◆ **DATA LINES**

= = = = =

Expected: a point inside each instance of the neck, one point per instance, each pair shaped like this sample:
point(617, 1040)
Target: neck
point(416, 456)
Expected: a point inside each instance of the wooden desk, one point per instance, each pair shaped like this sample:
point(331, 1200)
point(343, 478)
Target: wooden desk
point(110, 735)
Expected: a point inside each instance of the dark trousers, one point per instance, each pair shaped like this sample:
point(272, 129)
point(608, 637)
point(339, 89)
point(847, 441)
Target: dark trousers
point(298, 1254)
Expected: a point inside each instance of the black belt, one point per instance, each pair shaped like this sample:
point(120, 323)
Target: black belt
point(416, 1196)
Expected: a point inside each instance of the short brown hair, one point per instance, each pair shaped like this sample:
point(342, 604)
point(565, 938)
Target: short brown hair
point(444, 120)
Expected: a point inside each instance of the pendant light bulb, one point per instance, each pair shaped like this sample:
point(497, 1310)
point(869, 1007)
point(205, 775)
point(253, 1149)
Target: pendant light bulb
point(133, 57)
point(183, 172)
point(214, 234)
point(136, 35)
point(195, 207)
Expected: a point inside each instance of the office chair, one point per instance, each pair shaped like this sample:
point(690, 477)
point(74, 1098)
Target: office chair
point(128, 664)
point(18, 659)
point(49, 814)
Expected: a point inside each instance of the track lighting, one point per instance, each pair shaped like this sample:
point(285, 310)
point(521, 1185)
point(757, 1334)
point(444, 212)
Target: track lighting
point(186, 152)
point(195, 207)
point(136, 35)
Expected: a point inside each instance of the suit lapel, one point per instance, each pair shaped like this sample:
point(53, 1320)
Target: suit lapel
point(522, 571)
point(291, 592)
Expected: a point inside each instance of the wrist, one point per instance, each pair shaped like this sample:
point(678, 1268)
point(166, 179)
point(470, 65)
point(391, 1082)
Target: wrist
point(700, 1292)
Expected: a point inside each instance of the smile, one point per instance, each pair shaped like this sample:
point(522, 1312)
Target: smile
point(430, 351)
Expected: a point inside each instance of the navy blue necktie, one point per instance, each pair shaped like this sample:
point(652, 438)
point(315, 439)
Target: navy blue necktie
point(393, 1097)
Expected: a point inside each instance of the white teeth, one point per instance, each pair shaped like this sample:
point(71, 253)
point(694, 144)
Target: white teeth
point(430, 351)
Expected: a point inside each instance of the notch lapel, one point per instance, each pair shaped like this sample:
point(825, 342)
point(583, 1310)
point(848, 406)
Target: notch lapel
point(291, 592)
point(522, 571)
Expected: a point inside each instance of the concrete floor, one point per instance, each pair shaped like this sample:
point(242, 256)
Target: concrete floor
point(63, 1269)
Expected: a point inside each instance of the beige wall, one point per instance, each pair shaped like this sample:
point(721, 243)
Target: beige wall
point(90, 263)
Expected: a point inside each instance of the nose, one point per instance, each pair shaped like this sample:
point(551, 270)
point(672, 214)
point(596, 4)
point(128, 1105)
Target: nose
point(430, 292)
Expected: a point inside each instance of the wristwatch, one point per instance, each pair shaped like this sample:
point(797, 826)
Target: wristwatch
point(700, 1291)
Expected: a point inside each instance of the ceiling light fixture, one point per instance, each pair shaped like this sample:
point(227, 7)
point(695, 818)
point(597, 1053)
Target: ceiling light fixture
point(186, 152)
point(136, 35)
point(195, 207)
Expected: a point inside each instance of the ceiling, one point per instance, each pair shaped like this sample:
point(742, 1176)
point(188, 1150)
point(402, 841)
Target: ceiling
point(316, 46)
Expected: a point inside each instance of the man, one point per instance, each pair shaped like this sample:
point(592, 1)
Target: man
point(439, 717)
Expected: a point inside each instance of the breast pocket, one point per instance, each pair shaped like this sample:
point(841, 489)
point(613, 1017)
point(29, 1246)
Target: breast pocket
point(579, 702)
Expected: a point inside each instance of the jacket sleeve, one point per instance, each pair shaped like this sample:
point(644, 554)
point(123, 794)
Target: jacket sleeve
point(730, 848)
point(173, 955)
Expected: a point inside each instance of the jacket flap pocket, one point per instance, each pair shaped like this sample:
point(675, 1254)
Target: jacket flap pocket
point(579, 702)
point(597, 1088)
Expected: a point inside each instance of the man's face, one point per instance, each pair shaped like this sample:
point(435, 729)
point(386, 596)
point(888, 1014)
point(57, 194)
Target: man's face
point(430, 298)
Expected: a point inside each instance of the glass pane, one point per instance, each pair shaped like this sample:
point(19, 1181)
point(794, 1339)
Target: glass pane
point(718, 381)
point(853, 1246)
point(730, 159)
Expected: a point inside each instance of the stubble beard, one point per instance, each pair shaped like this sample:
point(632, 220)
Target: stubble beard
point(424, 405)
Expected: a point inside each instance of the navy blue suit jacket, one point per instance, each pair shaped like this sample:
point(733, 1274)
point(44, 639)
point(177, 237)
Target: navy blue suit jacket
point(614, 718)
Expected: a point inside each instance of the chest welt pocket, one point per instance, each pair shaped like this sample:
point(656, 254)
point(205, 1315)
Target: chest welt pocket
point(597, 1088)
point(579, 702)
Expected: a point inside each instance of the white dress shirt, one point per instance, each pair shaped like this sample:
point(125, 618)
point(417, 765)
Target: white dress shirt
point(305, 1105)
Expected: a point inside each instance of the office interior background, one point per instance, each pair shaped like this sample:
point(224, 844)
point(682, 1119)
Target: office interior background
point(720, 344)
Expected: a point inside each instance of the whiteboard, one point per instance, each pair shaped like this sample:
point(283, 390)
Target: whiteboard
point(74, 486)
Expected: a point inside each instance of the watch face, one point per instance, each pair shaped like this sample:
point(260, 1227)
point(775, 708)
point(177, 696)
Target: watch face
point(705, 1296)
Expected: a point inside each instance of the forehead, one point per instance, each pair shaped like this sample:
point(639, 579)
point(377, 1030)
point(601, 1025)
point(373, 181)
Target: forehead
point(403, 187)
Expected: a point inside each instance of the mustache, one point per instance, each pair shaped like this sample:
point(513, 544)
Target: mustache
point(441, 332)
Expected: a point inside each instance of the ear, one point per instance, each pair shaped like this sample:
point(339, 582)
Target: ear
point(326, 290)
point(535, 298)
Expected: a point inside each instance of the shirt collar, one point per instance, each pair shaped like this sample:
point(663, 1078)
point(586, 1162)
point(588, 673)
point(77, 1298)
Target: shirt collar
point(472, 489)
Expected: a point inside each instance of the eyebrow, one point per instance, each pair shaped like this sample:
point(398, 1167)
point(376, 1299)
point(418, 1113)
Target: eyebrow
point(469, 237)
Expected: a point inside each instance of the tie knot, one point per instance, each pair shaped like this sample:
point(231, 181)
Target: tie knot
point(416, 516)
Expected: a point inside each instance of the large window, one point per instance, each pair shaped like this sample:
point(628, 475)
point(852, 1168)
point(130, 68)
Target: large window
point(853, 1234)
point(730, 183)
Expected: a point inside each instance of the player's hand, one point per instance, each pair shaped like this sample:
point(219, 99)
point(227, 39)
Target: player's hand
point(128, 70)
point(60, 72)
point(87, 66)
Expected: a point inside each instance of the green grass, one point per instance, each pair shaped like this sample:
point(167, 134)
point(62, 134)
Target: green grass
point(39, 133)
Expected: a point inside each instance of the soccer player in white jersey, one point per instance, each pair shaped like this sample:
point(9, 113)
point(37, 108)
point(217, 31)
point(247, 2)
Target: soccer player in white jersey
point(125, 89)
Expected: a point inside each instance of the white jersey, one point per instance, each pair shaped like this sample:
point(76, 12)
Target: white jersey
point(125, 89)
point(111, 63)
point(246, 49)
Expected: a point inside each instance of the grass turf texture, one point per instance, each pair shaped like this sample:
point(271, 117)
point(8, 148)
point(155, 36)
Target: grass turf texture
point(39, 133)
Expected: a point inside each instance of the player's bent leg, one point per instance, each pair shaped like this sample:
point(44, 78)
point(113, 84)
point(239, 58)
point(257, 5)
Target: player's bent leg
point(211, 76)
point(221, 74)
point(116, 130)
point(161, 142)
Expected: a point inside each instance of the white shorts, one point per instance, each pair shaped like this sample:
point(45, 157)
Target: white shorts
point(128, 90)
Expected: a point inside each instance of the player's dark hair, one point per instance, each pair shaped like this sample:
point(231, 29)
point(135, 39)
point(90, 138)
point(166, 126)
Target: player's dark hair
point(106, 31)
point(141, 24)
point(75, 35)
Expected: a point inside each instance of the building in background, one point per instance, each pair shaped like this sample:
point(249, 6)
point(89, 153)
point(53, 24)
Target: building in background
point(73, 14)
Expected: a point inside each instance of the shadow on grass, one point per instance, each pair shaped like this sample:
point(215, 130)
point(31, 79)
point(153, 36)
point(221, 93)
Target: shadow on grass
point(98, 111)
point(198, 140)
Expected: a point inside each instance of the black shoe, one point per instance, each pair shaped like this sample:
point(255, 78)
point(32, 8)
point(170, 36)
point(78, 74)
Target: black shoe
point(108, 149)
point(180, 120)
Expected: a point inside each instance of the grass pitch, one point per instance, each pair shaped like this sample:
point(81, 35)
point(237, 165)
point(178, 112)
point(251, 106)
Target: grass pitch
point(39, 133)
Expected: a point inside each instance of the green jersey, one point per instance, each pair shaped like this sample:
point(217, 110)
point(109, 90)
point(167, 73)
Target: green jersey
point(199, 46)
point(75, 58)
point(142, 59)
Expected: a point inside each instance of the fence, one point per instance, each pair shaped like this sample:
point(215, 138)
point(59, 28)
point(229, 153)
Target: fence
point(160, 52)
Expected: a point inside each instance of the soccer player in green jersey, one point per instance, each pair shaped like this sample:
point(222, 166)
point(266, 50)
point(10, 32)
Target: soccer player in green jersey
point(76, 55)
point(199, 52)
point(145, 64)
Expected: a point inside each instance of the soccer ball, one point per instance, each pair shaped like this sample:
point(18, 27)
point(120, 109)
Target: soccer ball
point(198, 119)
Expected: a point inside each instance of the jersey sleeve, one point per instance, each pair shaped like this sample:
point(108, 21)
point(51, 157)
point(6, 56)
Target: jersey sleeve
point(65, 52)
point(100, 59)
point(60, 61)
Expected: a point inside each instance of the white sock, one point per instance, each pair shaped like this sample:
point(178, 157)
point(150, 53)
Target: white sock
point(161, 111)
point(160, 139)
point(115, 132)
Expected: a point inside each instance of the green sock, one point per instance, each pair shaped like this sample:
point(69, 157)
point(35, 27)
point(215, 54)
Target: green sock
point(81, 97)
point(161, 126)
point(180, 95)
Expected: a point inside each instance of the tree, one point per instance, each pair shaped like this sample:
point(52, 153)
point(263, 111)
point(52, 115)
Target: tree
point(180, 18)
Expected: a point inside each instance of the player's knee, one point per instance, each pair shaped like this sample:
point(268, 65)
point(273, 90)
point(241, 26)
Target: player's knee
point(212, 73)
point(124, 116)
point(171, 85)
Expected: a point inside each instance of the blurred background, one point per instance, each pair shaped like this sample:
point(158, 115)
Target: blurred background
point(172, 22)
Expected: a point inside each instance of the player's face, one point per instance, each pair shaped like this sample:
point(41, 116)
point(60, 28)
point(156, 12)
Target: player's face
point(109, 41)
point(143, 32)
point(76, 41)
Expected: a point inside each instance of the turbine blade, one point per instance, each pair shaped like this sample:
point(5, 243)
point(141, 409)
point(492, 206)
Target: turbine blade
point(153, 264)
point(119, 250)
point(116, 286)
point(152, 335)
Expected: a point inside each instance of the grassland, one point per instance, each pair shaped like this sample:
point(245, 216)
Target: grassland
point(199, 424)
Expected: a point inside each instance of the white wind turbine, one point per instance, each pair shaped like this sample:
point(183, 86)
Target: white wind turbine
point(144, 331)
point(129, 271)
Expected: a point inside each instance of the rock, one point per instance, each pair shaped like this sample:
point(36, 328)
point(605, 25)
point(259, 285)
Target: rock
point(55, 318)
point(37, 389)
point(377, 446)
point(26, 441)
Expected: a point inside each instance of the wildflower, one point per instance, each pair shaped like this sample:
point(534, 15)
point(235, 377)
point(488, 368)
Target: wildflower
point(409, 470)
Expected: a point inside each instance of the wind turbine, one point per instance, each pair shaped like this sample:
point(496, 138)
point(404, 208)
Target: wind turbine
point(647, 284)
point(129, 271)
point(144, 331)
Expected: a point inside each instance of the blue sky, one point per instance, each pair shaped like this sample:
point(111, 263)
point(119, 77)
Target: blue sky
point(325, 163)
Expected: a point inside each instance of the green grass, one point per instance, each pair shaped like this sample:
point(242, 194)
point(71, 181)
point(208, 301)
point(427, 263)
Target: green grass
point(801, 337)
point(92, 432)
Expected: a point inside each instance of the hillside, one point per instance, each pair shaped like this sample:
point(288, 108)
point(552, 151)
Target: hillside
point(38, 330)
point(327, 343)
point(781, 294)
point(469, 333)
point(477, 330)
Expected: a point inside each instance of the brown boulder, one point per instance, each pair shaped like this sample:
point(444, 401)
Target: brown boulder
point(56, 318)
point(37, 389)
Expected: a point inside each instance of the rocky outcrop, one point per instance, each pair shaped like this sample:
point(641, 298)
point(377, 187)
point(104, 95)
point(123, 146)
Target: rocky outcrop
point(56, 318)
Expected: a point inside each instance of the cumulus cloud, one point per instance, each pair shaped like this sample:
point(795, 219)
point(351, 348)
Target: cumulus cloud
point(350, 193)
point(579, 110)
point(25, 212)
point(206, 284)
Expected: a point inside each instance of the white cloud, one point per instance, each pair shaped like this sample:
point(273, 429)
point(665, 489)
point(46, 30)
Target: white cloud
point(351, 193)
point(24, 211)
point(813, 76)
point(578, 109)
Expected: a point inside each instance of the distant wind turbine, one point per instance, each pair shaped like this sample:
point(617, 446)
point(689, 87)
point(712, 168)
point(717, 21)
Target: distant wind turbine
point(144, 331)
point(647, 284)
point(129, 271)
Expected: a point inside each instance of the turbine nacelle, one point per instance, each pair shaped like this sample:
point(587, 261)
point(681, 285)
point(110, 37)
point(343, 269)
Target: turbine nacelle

= = = = =

◆ **WRITTEN PROBLEM**
Copy the records from the start up to and including the line containing "point(49, 814)", requests included. Raise every coordinate in the answer points by 81, and leave the requests and their sample points unchanged.

◆ **EXERCISE OUTPUT**
Expected: a point inside each instance of the neck, one point per instance, each pair shaped like this sample:
point(617, 1040)
Target: neck
point(497, 537)
Expected: a point inside each instance of the wooden desk, one point per instance, each pair shaped like this sample:
point(331, 1200)
point(343, 478)
Target: wooden desk
point(191, 816)
Expected: a point inside each instance of the dark trousers, one point per instance, each pair shaped like this sample:
point(272, 129)
point(608, 637)
point(339, 89)
point(847, 441)
Target: dark trousers
point(379, 1335)
Expected: a point inside each instance of the black belt, one point per instance, each pair shaped like this sample:
point(120, 323)
Target: black belt
point(497, 1277)
Expected: a point inside each instance of the short brown hair, one point per instance, each pair shaped like this sample:
point(342, 604)
point(565, 938)
Target: short brown hair
point(525, 201)
Expected: a point inside each instance of the pendant light bulb, one point per instance, each pair shaped like this sample:
point(497, 1310)
point(869, 1007)
point(205, 775)
point(253, 1149)
Target: pendant light bulb
point(214, 138)
point(264, 253)
point(295, 315)
point(217, 116)
point(276, 288)
Expected: a point inside each instance of the office chair, one point per instance, each pair shaped like this sample:
point(690, 477)
point(74, 1098)
Target: office chair
point(209, 745)
point(99, 740)
point(130, 895)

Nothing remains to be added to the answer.